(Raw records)
******************************
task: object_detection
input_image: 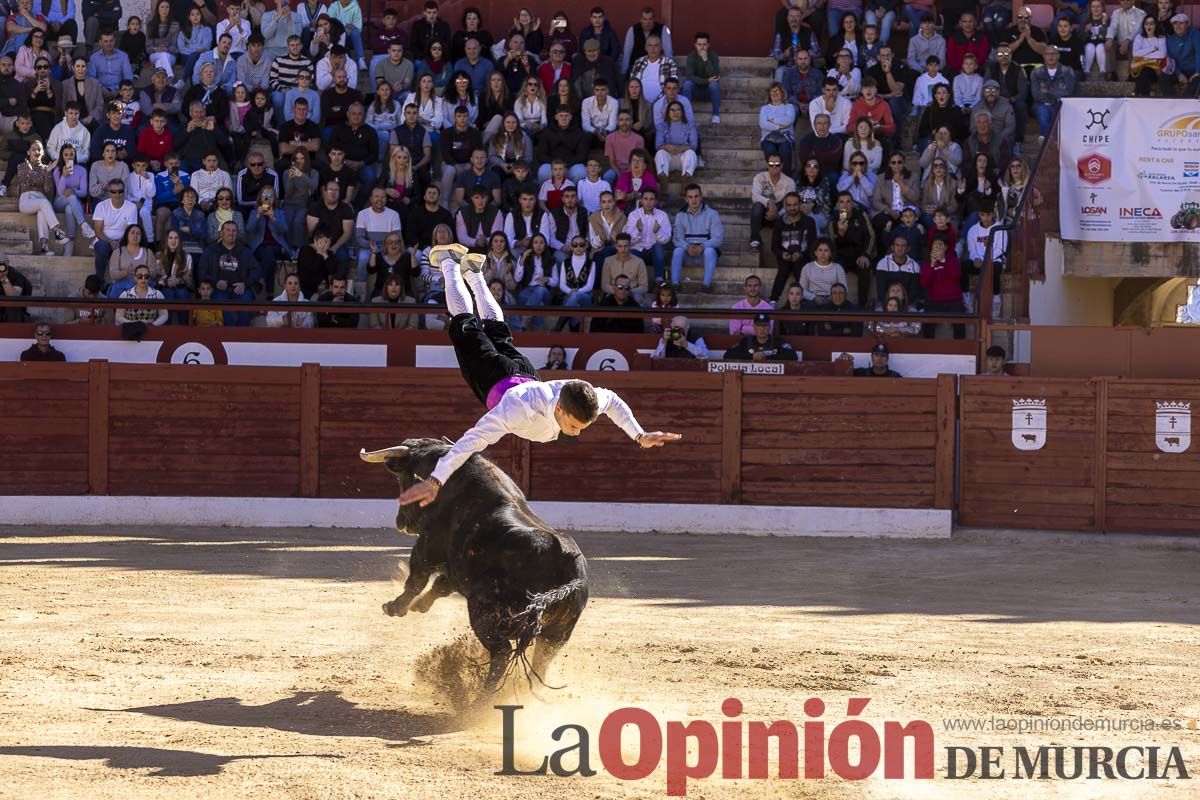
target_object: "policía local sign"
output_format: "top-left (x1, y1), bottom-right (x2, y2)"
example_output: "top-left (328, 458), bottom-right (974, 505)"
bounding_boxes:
top-left (1058, 97), bottom-right (1200, 243)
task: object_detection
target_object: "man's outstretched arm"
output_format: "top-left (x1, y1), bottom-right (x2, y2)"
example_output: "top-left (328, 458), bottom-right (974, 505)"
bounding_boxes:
top-left (595, 386), bottom-right (683, 447)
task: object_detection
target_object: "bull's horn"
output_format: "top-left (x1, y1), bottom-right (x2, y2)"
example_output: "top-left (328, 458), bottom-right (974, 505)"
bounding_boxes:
top-left (359, 445), bottom-right (408, 464)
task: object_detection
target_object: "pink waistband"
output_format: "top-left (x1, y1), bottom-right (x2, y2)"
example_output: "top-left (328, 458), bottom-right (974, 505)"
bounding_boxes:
top-left (487, 375), bottom-right (538, 411)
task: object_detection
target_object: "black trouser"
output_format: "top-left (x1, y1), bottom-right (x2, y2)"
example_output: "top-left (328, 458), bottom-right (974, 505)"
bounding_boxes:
top-left (770, 259), bottom-right (804, 302)
top-left (750, 203), bottom-right (779, 243)
top-left (1133, 67), bottom-right (1175, 97)
top-left (450, 314), bottom-right (538, 405)
top-left (924, 300), bottom-right (966, 339)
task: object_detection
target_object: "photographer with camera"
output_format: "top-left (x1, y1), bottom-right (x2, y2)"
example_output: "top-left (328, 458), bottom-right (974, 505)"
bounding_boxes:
top-left (650, 317), bottom-right (708, 359)
top-left (0, 257), bottom-right (34, 323)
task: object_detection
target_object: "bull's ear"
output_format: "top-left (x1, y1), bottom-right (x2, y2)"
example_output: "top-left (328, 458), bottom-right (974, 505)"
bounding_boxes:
top-left (359, 445), bottom-right (408, 469)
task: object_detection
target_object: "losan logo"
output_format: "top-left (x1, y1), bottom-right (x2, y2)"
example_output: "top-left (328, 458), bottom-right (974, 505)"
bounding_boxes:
top-left (1075, 152), bottom-right (1112, 185)
top-left (1121, 209), bottom-right (1163, 219)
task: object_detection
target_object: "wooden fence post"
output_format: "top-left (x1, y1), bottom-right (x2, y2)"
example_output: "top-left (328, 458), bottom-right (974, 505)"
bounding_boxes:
top-left (88, 360), bottom-right (110, 494)
top-left (300, 363), bottom-right (320, 498)
top-left (512, 437), bottom-right (536, 500)
top-left (1092, 378), bottom-right (1109, 530)
top-left (721, 372), bottom-right (742, 504)
top-left (934, 374), bottom-right (959, 509)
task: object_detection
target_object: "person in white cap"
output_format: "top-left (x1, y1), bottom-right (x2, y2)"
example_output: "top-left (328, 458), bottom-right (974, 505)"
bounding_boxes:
top-left (400, 245), bottom-right (682, 506)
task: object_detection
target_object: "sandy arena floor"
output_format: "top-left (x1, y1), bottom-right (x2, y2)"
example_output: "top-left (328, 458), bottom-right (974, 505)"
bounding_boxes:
top-left (0, 525), bottom-right (1200, 800)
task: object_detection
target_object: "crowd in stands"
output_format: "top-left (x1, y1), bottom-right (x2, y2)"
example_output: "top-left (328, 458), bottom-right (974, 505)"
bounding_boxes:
top-left (11, 0), bottom-right (1180, 340)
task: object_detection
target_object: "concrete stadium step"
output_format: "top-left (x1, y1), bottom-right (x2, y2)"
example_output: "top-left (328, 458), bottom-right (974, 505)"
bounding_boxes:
top-left (682, 266), bottom-right (775, 284)
top-left (8, 251), bottom-right (95, 297)
top-left (721, 55), bottom-right (776, 77)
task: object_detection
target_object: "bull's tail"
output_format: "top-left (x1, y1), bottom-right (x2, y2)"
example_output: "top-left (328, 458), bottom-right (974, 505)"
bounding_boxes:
top-left (504, 578), bottom-right (587, 691)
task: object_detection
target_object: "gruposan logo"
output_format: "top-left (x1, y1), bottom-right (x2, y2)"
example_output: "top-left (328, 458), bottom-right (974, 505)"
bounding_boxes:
top-left (1075, 152), bottom-right (1112, 185)
top-left (1157, 113), bottom-right (1200, 139)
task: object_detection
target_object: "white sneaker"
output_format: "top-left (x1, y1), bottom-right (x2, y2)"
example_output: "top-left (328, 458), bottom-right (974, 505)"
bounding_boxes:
top-left (458, 253), bottom-right (487, 272)
top-left (430, 243), bottom-right (470, 270)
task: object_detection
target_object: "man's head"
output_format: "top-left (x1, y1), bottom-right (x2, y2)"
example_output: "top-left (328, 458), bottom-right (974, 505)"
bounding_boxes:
top-left (984, 344), bottom-right (1007, 375)
top-left (221, 221), bottom-right (238, 249)
top-left (871, 342), bottom-right (888, 372)
top-left (829, 283), bottom-right (846, 306)
top-left (784, 192), bottom-right (800, 217)
top-left (616, 231), bottom-right (634, 260)
top-left (554, 379), bottom-right (600, 437)
top-left (320, 181), bottom-right (342, 207)
top-left (754, 314), bottom-right (770, 344)
top-left (470, 186), bottom-right (488, 213)
top-left (371, 186), bottom-right (388, 213)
******************************
(WORK TO DO) Please gather every line of the entries above that contains the word "white".

(EXERCISE OUTPUT)
target_object: "person in white cap"
target_object: "white sneaker"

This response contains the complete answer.